Selected passage>
Nissan GT-R – comfortable cruiser to cruise missile

07:42 19 June 2014

Nissan has split the GT-R range into two very different avenues

Nissan has split the GT-R range into two very different avenues


Nissan has a soft option for the awesome GT-R but it hasn’t gone soft on its bargain supercar.

Nissan GT-R

Price: From £78,020 on the road

Engine: 3.8-litre, 542bhp, V6 twin-turbo petrol

Transmission: Six-speed automatic driving all four wheels

Performance: 0-62mph 2.7 seconds, top speed 190mph

MPG: 23.9 combined

CO2 emissions: 275g/km

What’s new?

Nissan has split the GT-R range into two very different avenues – the hard-as-nails £125,000 Nismo version to satisfy track-day addicts, and this, the newly-softened standard car at £78,020. The idea is that by softening the suspension, this model will be more GT than R but, with four times the power of an average family hatchback, it’s hardly a pussy cat.

Myriad graphs from Nissan show just how much more effective the 2014 GT-R is at keeping its wheels on the ground more often and, far from having taken the edge off the driving experience, the alterations have transformed it into nothing short of the most devastatingly-effective real-world GT-R ever.

Problem to work on> Can you extend the Nissan GT-R review on from its final sentence? The items play no part in this.

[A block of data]
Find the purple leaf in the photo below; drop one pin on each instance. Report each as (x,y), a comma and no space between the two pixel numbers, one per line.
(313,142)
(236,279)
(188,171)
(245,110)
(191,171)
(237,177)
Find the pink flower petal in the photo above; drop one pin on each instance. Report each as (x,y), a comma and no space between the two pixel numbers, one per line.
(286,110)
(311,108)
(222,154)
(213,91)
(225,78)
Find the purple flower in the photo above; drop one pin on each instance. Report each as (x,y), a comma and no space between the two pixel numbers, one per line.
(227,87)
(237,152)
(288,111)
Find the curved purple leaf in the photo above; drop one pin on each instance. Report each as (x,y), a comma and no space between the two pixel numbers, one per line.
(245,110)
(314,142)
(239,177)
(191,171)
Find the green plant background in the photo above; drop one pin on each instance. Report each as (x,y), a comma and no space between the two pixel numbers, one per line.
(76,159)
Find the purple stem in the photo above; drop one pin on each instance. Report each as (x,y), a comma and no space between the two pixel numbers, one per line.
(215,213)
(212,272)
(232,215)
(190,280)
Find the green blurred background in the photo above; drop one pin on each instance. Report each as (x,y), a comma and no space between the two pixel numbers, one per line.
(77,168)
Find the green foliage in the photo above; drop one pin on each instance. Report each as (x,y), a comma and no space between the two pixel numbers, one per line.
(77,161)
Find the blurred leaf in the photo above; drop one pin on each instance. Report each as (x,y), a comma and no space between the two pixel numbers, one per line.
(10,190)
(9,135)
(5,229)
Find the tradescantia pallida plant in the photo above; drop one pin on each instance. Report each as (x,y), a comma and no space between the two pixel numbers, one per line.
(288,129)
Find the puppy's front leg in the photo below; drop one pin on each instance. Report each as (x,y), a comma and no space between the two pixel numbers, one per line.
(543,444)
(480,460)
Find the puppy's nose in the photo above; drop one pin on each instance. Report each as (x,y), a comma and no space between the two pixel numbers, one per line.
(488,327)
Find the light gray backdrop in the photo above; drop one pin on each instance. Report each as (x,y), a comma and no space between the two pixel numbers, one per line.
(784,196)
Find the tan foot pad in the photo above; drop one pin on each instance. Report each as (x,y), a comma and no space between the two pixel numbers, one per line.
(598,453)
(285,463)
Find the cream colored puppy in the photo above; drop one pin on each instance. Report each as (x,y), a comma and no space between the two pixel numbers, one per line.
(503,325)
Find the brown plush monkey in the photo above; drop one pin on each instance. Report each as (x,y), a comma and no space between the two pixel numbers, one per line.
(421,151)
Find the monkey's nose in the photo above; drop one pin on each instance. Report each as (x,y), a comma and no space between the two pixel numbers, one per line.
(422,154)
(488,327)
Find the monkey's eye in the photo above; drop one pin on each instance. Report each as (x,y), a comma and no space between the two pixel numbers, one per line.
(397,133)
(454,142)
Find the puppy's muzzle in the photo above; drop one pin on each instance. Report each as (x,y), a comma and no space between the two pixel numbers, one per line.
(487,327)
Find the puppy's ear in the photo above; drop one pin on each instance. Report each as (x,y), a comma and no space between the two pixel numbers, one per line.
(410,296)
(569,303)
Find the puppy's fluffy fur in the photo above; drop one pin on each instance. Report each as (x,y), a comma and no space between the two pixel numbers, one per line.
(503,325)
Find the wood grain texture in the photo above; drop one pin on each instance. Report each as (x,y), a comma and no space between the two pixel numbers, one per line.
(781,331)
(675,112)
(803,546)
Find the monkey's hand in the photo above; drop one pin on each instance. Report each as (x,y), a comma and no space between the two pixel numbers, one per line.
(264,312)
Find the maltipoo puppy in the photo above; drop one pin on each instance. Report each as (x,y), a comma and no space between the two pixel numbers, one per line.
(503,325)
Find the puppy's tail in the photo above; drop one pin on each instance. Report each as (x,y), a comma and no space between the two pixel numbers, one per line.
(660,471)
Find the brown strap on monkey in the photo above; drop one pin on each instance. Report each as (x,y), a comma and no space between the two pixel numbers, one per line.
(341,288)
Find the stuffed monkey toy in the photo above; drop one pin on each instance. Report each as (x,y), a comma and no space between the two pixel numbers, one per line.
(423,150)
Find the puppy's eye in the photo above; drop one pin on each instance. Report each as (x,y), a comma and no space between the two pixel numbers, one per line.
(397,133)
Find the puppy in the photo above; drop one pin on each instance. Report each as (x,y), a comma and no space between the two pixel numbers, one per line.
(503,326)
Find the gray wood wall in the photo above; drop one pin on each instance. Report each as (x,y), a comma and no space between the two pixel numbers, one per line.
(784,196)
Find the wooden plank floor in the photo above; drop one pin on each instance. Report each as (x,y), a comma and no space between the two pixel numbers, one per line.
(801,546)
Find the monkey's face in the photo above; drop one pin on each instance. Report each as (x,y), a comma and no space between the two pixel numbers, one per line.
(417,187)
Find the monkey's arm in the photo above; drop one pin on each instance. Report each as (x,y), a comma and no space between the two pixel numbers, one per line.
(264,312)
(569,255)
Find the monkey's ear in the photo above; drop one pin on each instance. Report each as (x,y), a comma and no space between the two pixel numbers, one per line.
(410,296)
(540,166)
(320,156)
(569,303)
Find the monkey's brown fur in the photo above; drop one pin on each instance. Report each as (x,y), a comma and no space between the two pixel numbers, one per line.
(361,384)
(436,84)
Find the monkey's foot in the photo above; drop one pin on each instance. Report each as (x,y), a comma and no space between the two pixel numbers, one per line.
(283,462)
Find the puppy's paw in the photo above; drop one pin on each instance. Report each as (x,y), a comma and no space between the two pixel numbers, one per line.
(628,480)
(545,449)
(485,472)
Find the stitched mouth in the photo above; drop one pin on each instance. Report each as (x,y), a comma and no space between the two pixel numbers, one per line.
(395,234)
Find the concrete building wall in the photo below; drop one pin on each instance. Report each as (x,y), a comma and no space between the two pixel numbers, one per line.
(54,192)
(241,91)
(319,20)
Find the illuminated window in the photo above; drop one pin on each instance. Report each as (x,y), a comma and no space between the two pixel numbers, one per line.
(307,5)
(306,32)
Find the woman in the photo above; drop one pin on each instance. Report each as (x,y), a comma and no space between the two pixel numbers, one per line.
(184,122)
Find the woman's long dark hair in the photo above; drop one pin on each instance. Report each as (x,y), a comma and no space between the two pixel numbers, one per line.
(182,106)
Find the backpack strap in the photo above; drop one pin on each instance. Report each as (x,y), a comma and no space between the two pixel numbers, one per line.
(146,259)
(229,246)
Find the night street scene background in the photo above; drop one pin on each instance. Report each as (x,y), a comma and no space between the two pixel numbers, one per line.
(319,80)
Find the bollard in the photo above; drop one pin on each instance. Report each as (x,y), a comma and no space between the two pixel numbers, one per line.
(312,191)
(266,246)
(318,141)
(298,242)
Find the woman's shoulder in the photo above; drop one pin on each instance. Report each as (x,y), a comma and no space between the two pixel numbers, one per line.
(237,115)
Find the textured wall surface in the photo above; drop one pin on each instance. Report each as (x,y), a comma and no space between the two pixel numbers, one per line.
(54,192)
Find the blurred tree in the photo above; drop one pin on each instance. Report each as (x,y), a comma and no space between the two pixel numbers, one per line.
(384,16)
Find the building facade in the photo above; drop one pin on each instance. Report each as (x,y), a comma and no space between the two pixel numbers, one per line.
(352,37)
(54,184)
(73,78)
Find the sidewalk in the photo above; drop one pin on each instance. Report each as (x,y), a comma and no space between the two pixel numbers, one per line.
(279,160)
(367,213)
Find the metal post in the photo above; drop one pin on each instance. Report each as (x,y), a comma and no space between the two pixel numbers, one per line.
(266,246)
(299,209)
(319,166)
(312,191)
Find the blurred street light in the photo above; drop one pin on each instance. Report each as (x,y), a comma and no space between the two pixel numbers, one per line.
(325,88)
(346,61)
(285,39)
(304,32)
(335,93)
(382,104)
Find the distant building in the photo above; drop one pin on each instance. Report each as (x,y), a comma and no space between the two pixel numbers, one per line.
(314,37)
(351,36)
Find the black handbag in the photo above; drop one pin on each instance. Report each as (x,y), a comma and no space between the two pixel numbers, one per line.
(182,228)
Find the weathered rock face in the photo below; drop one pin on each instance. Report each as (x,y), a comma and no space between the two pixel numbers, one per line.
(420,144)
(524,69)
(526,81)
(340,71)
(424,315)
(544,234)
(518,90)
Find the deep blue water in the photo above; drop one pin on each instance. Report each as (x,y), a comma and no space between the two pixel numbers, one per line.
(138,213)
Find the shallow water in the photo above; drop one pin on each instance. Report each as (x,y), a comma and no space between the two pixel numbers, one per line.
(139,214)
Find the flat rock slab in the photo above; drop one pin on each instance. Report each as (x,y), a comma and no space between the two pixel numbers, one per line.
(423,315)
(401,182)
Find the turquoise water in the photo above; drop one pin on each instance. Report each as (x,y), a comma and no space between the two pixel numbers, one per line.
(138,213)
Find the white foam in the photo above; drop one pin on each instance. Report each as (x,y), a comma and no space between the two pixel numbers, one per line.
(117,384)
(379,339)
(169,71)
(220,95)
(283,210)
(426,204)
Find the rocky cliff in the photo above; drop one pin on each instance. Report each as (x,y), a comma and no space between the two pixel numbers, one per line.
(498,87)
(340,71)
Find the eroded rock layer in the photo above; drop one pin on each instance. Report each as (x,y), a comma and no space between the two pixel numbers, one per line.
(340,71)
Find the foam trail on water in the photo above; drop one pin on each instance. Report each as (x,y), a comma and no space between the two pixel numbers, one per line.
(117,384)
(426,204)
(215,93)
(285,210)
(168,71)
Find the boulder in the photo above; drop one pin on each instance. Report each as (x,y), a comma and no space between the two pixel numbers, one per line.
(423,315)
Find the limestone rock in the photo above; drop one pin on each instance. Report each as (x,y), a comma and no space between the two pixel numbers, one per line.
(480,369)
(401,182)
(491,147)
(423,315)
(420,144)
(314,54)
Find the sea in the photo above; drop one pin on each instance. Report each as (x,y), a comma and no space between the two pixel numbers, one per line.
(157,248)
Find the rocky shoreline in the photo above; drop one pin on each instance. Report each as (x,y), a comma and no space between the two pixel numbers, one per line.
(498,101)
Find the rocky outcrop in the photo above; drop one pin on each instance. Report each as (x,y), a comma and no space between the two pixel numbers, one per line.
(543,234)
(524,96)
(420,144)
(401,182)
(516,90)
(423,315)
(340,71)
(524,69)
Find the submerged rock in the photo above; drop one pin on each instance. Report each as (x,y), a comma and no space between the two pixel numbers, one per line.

Output for this exercise>
Looks and image

The GT-R’s styling may not look the most aerodynamic but, thanks to some remarkable technology, it cuts through the air like a swallow. Its image, if the never-ending stream of turning heads and flashing camera phones is any guide, is as potent as ever. The GT-R’s legendary brutality commands awe from everyone who sees on it, and the new vermillion red paint job does no harm either.

Space and practicality

The boot opens like a laundry basket – you have to lift back the lid and drop your wares into it from the top. There’s actually quite a lot of space in there for luggage but, since the rear seats are all but useless, it’s not like the GT-R will need to excel at carrying pushchairs.

Inside the lushly-appointed cabin, figure-hugging sports seats are swathed in high-quality materials including optional full leather. You won’t find anywhere to put everyday bits and pieces though so make you wear something with pockets.

Behind the wheel

The new ride quality, particularly cruising at speed, is a revelation. Where the 2013 GT-R was skittish and edgy at speed the new model is astonishingly stable and, on relatively well-surfaced highways, comfort levels in the suspension’s softest mode are almost at Bentley levels.

But this is still a GT-R and transforms from ‘cruise’ to ‘missile’ in the flick of a couple of aircraft-style toggle switches. The engine becomes ferociously responsive and the slight turbo lag explodes into a monumental surge of turbocharged acceleration that leaves most other cars trailing into the distance.

Corner exit grip from the hi-tech four-wheel drive system is incredible too, finding untold levels of traction. But within the formidable levels of grip the new GT-R can be adjusted and balanced through corners just by using the throttle, giving it a level of confidence-inspiring malleability owners have never enjoyed before.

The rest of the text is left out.